__RECORDS FOR THIS EXERCISE__:

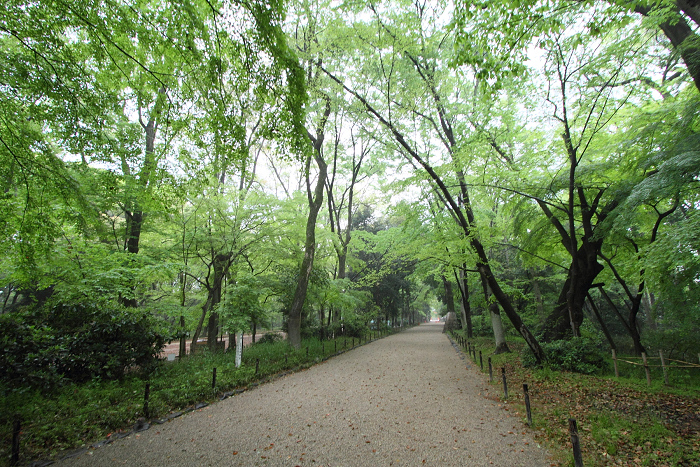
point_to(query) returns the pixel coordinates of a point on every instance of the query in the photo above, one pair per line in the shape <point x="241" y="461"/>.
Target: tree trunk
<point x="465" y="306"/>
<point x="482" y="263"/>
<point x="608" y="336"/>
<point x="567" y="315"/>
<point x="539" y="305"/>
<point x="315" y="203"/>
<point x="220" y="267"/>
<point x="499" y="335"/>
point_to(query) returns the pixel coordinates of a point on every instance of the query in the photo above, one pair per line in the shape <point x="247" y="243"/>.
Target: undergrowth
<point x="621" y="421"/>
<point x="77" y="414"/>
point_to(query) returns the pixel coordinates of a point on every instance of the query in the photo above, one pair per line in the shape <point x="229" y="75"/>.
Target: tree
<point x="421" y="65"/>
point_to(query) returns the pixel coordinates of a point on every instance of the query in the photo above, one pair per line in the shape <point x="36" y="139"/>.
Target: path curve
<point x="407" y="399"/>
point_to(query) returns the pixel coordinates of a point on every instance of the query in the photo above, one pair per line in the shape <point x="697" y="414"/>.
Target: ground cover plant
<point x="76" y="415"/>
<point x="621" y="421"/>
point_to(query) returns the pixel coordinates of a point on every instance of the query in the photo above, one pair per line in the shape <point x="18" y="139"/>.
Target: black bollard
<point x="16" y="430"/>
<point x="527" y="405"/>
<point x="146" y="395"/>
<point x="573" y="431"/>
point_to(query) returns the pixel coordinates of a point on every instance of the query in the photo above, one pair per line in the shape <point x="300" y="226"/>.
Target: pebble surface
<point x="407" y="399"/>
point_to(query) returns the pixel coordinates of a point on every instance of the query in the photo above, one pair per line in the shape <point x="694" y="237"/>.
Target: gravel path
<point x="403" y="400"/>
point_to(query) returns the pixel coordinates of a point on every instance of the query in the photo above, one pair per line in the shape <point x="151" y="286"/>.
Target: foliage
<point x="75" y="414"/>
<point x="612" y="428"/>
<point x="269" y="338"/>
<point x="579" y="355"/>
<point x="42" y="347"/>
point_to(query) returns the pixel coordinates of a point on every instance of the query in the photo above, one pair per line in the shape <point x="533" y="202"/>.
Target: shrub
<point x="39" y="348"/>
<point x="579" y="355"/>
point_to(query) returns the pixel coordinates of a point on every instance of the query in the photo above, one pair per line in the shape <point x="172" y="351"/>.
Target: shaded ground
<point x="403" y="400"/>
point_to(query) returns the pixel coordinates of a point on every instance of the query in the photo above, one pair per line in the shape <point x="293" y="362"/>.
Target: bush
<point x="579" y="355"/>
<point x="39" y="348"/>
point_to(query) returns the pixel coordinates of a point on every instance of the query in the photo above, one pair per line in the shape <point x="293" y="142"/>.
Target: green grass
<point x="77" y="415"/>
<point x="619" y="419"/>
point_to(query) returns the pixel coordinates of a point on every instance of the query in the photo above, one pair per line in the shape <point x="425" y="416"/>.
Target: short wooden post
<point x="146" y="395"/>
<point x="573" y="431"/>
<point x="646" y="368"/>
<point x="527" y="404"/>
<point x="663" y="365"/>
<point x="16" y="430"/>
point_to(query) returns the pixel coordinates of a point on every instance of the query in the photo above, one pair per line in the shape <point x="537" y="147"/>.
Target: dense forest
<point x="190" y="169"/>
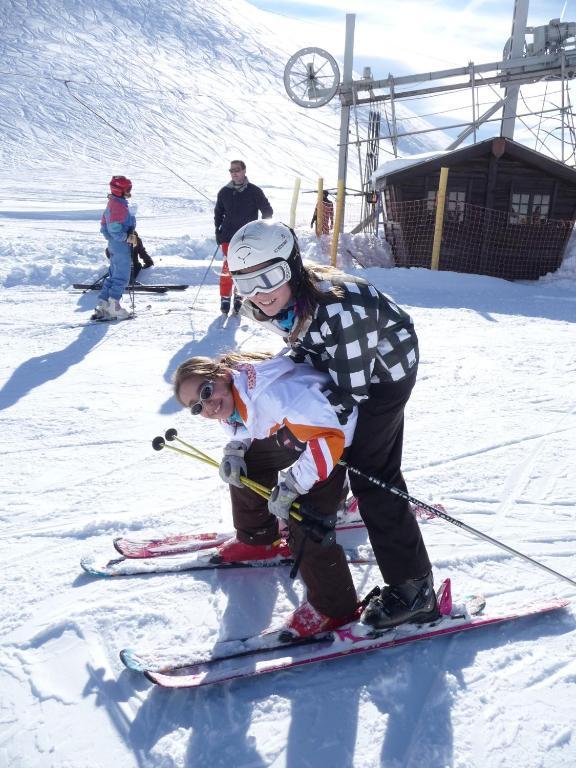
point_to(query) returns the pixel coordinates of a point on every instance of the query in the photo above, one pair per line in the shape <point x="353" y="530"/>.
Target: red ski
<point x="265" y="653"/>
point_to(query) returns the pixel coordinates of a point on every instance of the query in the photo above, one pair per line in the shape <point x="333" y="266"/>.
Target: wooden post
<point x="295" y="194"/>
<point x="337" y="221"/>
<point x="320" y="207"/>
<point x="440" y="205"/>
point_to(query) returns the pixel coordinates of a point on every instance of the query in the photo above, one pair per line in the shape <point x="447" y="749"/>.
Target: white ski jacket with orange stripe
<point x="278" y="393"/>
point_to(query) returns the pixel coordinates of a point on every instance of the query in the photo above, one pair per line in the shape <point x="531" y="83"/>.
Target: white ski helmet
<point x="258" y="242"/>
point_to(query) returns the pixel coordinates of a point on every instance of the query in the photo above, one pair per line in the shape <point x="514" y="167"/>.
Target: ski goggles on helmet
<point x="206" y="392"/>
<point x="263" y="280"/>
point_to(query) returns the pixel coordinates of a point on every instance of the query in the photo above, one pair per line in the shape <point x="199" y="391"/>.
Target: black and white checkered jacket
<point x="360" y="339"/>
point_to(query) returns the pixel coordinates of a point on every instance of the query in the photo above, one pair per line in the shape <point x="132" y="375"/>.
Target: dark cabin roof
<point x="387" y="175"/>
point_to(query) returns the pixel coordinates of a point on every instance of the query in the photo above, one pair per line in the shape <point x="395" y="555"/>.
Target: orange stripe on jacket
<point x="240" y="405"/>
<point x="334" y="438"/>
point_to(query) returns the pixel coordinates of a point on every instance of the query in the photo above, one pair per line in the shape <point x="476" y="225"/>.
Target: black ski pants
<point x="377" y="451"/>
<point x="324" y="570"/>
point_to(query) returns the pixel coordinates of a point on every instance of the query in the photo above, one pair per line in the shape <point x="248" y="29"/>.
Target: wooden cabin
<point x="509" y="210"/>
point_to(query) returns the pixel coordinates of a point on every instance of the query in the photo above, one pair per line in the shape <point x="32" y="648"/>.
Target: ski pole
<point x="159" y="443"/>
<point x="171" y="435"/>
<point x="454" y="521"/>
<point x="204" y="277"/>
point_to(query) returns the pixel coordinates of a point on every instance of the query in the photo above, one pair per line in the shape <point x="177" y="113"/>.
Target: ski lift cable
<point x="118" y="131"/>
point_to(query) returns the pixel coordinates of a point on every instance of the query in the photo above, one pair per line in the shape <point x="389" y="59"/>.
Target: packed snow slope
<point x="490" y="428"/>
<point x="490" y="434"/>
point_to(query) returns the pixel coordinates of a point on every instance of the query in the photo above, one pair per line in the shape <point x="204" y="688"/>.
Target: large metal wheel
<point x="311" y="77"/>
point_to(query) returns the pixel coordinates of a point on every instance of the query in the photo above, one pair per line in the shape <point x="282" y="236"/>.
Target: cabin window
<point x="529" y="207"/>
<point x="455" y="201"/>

__GIVEN EXERCISE__: Copy the listing over exactly, skipping the pictures it holds.

__FULL SOLUTION__:
point_to(query) returns the pixel coordinates of a point on every instance of the query in the photo above, one pair per line in the shape <point x="241" y="461"/>.
Target: tree trunk
<point x="465" y="306"/>
<point x="482" y="263"/>
<point x="608" y="336"/>
<point x="567" y="315"/>
<point x="539" y="305"/>
<point x="315" y="203"/>
<point x="220" y="267"/>
<point x="499" y="335"/>
point_to(query) returns the pixel coordinates of a point on every instance of the query in the photo above, one pair per line in the shape <point x="247" y="243"/>.
Target: undergrowth
<point x="621" y="421"/>
<point x="77" y="414"/>
point_to(query) returns the pixel coordinates of a point on every instance of the query in the photo above, one pair per line in the shape <point x="229" y="75"/>.
Target: tree
<point x="421" y="65"/>
point_to(query) returns the pixel coordinates of a point on every instance of the query in the photo above, one pair per line in the shape <point x="36" y="139"/>.
Target: path curve
<point x="407" y="399"/>
point_to(query) returns the pixel coordinates of a point on every instance of the query in the photo above, one pair per line in the shape <point x="697" y="414"/>.
Target: ground cover plant
<point x="76" y="415"/>
<point x="621" y="421"/>
point_to(query) returns the pixel coordinates of a point on every instance of the query in the photo above, one pair per line in the shape <point x="18" y="139"/>.
Target: black bollard
<point x="16" y="430"/>
<point x="527" y="405"/>
<point x="146" y="395"/>
<point x="573" y="431"/>
point_to(query) returns the pixel coordinates of a point on every instance of the query in the photo above, one pair per line in the shape <point x="300" y="226"/>.
Target: pebble surface
<point x="407" y="399"/>
point_to(query) returns the pixel coordinates of a point on every instance of the query in the photo above, one pair per line in the shape <point x="694" y="237"/>.
Target: gravel path
<point x="403" y="400"/>
point_to(query) returns the pixel coordinates of a point on every instance of the query in the photo above, one pair per line in the shape <point x="151" y="286"/>.
Target: foliage
<point x="75" y="414"/>
<point x="612" y="428"/>
<point x="269" y="338"/>
<point x="579" y="355"/>
<point x="42" y="347"/>
point_to(query) returns the pixel coordinates of a point on every instance of the query in the photo above, one pair per line in the shape <point x="533" y="202"/>.
Target: shrub
<point x="39" y="348"/>
<point x="579" y="355"/>
point_to(query) returns the pixel coordinates of a point on every instance of the query in the photo above, one pair per line in the shape <point x="172" y="351"/>.
Target: shaded ground
<point x="403" y="400"/>
point_to(query) returns the pixel coordinates of a point on every instance of the query in the photo above, one pair per line in the shape <point x="293" y="362"/>.
Target: bush
<point x="579" y="355"/>
<point x="39" y="348"/>
point_to(query) returns the pixel coordinates of a point on every instance of the query in the photo above, one pair per line in the shape <point x="293" y="142"/>.
Target: green grass
<point x="77" y="415"/>
<point x="619" y="419"/>
point_to(query) returns the pixel coordinates of a point on every instance of the query in the photo above, one pair per line in the shape <point x="425" y="416"/>.
Target: short wooden post
<point x="146" y="395"/>
<point x="573" y="431"/>
<point x="646" y="368"/>
<point x="527" y="404"/>
<point x="663" y="365"/>
<point x="16" y="430"/>
point_to(query) returns the pixel coordinates of a point on every instance of the query in the photo above, one pair per line in the shape <point x="537" y="147"/>.
Target: dense forest
<point x="190" y="169"/>
point_to(query) returns the pixel coordinates of a point on every instance of the query in the photo above, one pair per line in the shape <point x="353" y="530"/>.
Target: red ski
<point x="265" y="653"/>
point_to(query) returns the pixel coordinates of a point on every instance of the query in the photo above, one pair per line in the shape <point x="333" y="266"/>.
Target: wooden post
<point x="295" y="194"/>
<point x="337" y="221"/>
<point x="320" y="207"/>
<point x="440" y="205"/>
point_to(query) returns the pixel coordinates of a point on every instance of the query in the photo above, one pair per line in the shape <point x="447" y="749"/>.
Target: white ski jacket with orange stripe
<point x="278" y="393"/>
point_to(query) returns the pixel coordinates of a point on every instance of the query in the photo above, one pair per line in the shape <point x="531" y="83"/>.
Target: white ski helmet
<point x="258" y="242"/>
point_to(query) returns the pixel coordinates of a point on every instance of the query in the photo above, one pair per line in the shape <point x="514" y="167"/>.
Target: ski goggles on helmet
<point x="206" y="392"/>
<point x="263" y="280"/>
point_to(query) returns the pixel coordinates of a point on every instance of the query in the photo above, one pair per line in the shape <point x="199" y="391"/>.
Target: black and white checkered jacket
<point x="360" y="339"/>
point_to(query) returns the pixel coordinates of a point on every instance of the query in the photo above, one pair per line in the shape <point x="132" y="375"/>.
Target: dark cabin roof
<point x="387" y="175"/>
point_to(query) returns the pixel coordinates of a point on every instance of the query in the photo above, one pair per line in the shape <point x="395" y="555"/>.
Target: orange stripe on jacket
<point x="240" y="405"/>
<point x="334" y="438"/>
point_to(query) returns the pixel coordinates of a point on every instance of the query in the photo above, one pair per line in the shape <point x="476" y="225"/>.
Target: black ski pants
<point x="377" y="451"/>
<point x="324" y="570"/>
point_to(query) returns the pixel coordinates of a point on every instance of the query in the photo above, one pair per line in the shape <point x="248" y="29"/>.
Target: wooden cabin
<point x="509" y="210"/>
point_to(query) returns the pixel coordinates of a point on every instance of the query in the photo above, one pair per line in the shape <point x="32" y="648"/>.
Target: ski pole
<point x="159" y="443"/>
<point x="171" y="435"/>
<point x="454" y="521"/>
<point x="204" y="277"/>
point_to(query) returns the pixel coordinates of a point on every instance of the query in the photo above, one pair per line in the shape <point x="177" y="113"/>.
Target: ski lift cable
<point x="118" y="131"/>
point_to(query) returns the pixel coordinates of a point on every instance of the query in the photo above, one pair per line in the shape <point x="389" y="59"/>.
Target: packed snow slope
<point x="490" y="428"/>
<point x="490" y="434"/>
point_to(query) returns the pixel coordinates of a point on every instance of the query in the photo above, one pair per line in the shape <point x="204" y="688"/>.
Target: large metal wheel
<point x="311" y="77"/>
point_to(query) returns the pixel coordinates of a point on every instance of the query in the photo above, one pair per line in the shape <point x="282" y="236"/>.
Target: cabin window
<point x="529" y="207"/>
<point x="455" y="201"/>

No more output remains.